Consegna 1: Stabilisci se ciascuna affermazione concorda con il brano sul periodo napoleonico, rispondendo sì o no e citando le parole decisive del brano: (a) Bonaparte sbarcò a Fréjus arrivando dall'Egitto; (b) il matrimonio fu celebrato con rito religioso; (c) Pio VII concesse all'ex vescovo il permesso di contrarre matrimonio.
Consegna 2: Elenca, nell'ordine in cui compaiono, tutti gli anni indicati in cifre nel brano sul periodo napoleonico.

Il periodo napoleonico [modifica]
Sbarcato Bonaparte a Fréjus proveniente dall'Egitto dove ha lasciato l'armata al generale Jean-Baptiste Kléber e giunto a Parigi, l'ex vescovo lo incontra e mette a punto i particolari del piano.
Dopo il colpo di Stato del 18 brumaio e dopo avere recuperato – per inciso – tre milioni di franchi destinati a “facilitare” le dimissioni di Barras, Talleyrand ritrova il suo posto di ministro: Napoleone è affascinato dal nome del casato dei Talleyrand ed ha molta stima delle qualità diplomatiche del suo nuovo ministro, anche se ne detesta la licenziosità di costumi (Gli impone infatti di lasciare la bella indiana, madame Gand, o di sposarla: cosa che Talleyrand farà prontamente) (1801). Dalla Worlee Talleyrand ha già avuto nel 1799 una figlia, inizialmente dichiarata di padre ignoto e che Talleyrand adotterà nel 1803, sposandola poi, nel 1815, al barone Alexandre-Daniel de Talleyrand suo cugino. Il matrimonio viene celebrato solo con rito civile in quanto il papa Pio VII concede sì la riduzione dell'ex vescovo allo stato laicale, ma non il permesso di contrarre matrimonio. Napoleone accetta quindi di averlo non solo come ministro ma anche come consigliere.

Materiale fornito:
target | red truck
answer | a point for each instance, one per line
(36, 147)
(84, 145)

Risposta completa 1:
(a) Sì: «Sbarcato Bonaparte a Fréjus proveniente dall'Egitto».
(b) No: «Il matrimonio viene celebrato solo con rito civile».
(c) No: «ma non il permesso di contrarre matrimonio».

Risposta completa 2: 1801, 1799, 1803, 1815